_Assigned task_: Among the lines of the entries below, count those containing the word "item" and answer with the number only.

_Data for review_:

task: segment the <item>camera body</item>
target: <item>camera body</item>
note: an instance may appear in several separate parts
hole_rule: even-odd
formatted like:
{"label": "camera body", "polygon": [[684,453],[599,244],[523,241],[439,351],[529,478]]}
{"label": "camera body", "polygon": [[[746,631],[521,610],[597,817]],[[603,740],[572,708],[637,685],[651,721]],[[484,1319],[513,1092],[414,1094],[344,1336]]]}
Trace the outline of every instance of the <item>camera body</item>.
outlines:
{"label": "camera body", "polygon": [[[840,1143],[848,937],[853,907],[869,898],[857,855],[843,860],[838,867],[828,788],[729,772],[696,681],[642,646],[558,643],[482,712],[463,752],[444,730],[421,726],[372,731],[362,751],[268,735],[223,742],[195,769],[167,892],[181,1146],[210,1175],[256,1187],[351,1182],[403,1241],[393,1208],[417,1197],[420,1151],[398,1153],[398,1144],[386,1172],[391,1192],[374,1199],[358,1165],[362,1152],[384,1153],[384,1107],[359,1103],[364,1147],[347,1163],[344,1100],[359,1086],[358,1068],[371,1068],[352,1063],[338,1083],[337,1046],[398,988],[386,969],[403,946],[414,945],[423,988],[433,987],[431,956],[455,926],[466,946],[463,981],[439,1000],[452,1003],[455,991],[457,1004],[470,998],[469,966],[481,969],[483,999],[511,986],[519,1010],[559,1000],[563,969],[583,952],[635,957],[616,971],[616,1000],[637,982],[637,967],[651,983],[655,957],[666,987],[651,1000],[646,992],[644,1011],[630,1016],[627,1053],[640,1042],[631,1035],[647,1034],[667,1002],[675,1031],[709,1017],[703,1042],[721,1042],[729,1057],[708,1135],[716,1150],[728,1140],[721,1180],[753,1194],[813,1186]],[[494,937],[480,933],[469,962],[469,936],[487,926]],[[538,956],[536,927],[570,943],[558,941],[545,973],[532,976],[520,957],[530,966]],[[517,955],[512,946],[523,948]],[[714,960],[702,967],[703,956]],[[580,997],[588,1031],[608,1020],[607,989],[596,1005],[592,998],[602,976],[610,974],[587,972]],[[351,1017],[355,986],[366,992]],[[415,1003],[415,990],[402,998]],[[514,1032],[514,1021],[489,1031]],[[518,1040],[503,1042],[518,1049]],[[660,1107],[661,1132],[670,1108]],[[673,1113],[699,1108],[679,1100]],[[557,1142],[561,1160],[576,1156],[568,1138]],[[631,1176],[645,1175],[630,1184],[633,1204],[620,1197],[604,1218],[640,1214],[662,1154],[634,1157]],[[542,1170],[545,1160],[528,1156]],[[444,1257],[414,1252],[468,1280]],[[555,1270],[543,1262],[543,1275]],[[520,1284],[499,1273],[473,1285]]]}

_Expected answer_: 3